What you need to do. Nothing in the records should be altered; retype them all exactly.
*** Opening of Source material ***
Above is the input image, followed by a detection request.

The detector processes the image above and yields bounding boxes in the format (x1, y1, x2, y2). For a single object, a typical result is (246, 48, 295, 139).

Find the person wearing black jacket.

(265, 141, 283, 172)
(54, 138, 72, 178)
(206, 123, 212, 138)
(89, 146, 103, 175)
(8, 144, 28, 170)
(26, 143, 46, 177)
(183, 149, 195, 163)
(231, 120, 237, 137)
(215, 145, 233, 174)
*** Close of Source material ***
Worked solution.
Above is the input image, followed by a detection request.

The detector processes the image above and yields bounding boxes in the format (x1, y1, x2, y2). For a single object, a typical result is (246, 48, 295, 139).

Find the person wearing black jacket.

(265, 141, 283, 172)
(54, 138, 72, 178)
(206, 123, 212, 138)
(89, 146, 103, 175)
(8, 144, 28, 170)
(26, 143, 46, 177)
(183, 149, 195, 163)
(231, 120, 237, 137)
(215, 145, 233, 174)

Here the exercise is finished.